== Written request ==
Print the data exactly, leaving nothing out.

<<<<

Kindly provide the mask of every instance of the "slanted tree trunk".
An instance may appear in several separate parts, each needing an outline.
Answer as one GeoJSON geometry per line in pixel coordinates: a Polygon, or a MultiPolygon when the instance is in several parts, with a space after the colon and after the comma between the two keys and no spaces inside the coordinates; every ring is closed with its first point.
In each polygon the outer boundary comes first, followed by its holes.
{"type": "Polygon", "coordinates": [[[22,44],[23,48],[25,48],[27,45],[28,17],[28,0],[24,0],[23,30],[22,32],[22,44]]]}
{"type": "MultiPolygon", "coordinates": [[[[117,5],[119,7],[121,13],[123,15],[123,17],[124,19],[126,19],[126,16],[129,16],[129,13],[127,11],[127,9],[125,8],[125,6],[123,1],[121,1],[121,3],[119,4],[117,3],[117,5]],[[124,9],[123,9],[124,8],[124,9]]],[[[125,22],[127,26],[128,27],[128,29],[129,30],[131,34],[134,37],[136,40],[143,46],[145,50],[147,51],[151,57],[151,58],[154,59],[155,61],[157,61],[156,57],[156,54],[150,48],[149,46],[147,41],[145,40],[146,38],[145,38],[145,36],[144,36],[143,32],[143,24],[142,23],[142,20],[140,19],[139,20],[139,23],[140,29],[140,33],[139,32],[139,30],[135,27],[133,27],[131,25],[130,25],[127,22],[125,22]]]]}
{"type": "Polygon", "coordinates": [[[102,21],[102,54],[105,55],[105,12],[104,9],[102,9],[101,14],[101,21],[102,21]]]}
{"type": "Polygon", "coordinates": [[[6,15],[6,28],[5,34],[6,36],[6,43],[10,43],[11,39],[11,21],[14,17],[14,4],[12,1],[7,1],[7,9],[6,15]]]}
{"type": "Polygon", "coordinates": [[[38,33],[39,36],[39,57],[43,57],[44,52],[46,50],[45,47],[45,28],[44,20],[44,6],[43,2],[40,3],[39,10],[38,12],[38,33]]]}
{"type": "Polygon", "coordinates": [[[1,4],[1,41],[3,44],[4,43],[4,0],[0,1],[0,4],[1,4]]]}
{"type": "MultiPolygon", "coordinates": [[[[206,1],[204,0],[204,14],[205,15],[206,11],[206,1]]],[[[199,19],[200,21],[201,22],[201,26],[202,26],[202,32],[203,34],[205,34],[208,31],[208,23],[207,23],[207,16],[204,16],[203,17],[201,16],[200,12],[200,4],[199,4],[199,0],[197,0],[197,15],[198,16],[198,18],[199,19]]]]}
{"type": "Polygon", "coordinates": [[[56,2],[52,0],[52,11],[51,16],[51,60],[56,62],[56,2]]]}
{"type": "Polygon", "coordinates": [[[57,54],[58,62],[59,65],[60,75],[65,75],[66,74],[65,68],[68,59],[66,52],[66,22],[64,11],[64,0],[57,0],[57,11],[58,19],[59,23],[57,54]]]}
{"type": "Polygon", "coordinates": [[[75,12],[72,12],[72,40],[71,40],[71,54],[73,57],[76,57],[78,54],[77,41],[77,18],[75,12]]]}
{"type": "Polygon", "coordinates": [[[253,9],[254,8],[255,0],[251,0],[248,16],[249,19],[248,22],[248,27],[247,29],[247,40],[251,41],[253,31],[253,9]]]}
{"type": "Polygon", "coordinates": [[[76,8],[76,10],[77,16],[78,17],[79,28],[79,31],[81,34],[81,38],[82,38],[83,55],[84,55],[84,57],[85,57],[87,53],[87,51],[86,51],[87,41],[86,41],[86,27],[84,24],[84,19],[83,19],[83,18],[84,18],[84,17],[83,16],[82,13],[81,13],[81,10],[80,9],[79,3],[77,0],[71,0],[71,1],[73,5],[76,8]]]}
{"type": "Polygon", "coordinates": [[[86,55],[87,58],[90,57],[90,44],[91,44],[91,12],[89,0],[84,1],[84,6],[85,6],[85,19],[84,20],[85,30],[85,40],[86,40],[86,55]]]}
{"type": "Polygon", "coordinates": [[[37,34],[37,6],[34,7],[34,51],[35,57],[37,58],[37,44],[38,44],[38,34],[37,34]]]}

>>>>

== Written response ==
Kindly provide the mask of every instance of the "slanted tree trunk".
An instance may appear in several separate parts, each needing an outline.
Answer as one GeoJSON geometry per line in pixel coordinates: a Polygon, or a MultiPolygon when the instance is in several parts, with a space after the colon and after the comma between the two keys and no spaces inside the coordinates; every ring is closed with its first point.
In each polygon the outer boundary comes first, followed by its holes.
{"type": "Polygon", "coordinates": [[[22,44],[23,48],[25,48],[27,45],[28,17],[28,0],[24,0],[23,30],[22,32],[22,44]]]}
{"type": "MultiPolygon", "coordinates": [[[[117,5],[119,7],[121,13],[123,15],[123,17],[124,19],[126,19],[126,16],[129,16],[129,13],[127,11],[127,9],[125,8],[125,6],[123,1],[121,1],[121,3],[119,4],[117,3],[117,5]],[[124,9],[123,9],[124,8],[124,9]]],[[[125,22],[127,26],[128,27],[128,29],[129,30],[131,34],[134,37],[136,40],[143,46],[145,50],[147,51],[151,57],[151,58],[154,59],[155,61],[157,61],[156,57],[156,54],[150,48],[149,46],[147,41],[145,40],[146,38],[145,38],[145,36],[144,36],[143,32],[143,24],[142,23],[142,20],[140,19],[139,20],[139,23],[140,29],[140,33],[139,32],[139,30],[135,27],[133,27],[131,25],[130,25],[127,22],[125,22]]]]}
{"type": "Polygon", "coordinates": [[[102,21],[102,54],[105,55],[105,12],[104,9],[102,9],[101,14],[101,21],[102,21]]]}
{"type": "Polygon", "coordinates": [[[6,15],[6,28],[5,34],[6,36],[6,43],[10,43],[11,39],[11,21],[14,17],[14,4],[12,1],[7,1],[7,9],[6,15]]]}
{"type": "Polygon", "coordinates": [[[38,33],[39,36],[39,57],[43,57],[44,52],[46,50],[45,47],[45,28],[44,20],[44,6],[43,2],[40,3],[39,10],[38,12],[38,33]]]}
{"type": "Polygon", "coordinates": [[[1,4],[1,41],[3,44],[4,43],[4,0],[0,1],[0,4],[1,4]]]}
{"type": "MultiPolygon", "coordinates": [[[[206,1],[204,0],[204,14],[205,15],[206,11],[206,1]]],[[[199,19],[200,21],[201,22],[201,26],[202,26],[202,32],[203,34],[205,34],[208,31],[208,23],[207,23],[207,16],[204,16],[203,17],[201,16],[200,12],[200,4],[199,4],[199,0],[197,0],[197,15],[198,16],[198,18],[199,19]]]]}
{"type": "Polygon", "coordinates": [[[56,2],[52,0],[52,11],[51,16],[51,60],[56,62],[56,2]]]}
{"type": "Polygon", "coordinates": [[[57,54],[58,62],[59,65],[60,75],[65,75],[66,74],[65,68],[68,59],[66,52],[66,22],[64,11],[64,0],[57,0],[57,11],[58,19],[59,23],[57,54]]]}
{"type": "Polygon", "coordinates": [[[75,12],[72,12],[72,40],[71,40],[71,54],[73,57],[76,57],[78,54],[77,41],[77,18],[75,12]]]}
{"type": "Polygon", "coordinates": [[[253,9],[254,8],[255,0],[251,0],[248,16],[249,19],[248,22],[248,27],[247,29],[247,40],[251,41],[253,31],[253,9]]]}
{"type": "Polygon", "coordinates": [[[76,8],[76,10],[77,16],[78,17],[79,28],[79,31],[81,34],[81,38],[82,38],[83,55],[84,55],[84,57],[85,57],[87,53],[87,51],[86,51],[87,41],[86,41],[86,27],[84,24],[84,19],[83,19],[83,18],[84,18],[84,17],[83,16],[82,13],[81,13],[81,10],[80,9],[79,3],[77,0],[71,0],[71,1],[73,5],[76,8]]]}
{"type": "Polygon", "coordinates": [[[86,55],[87,58],[90,57],[90,44],[91,44],[91,12],[89,0],[84,1],[84,6],[85,6],[85,19],[84,20],[85,30],[85,40],[86,40],[86,55]]]}
{"type": "Polygon", "coordinates": [[[37,34],[37,6],[34,7],[34,51],[35,57],[37,58],[37,44],[38,44],[38,34],[37,34]]]}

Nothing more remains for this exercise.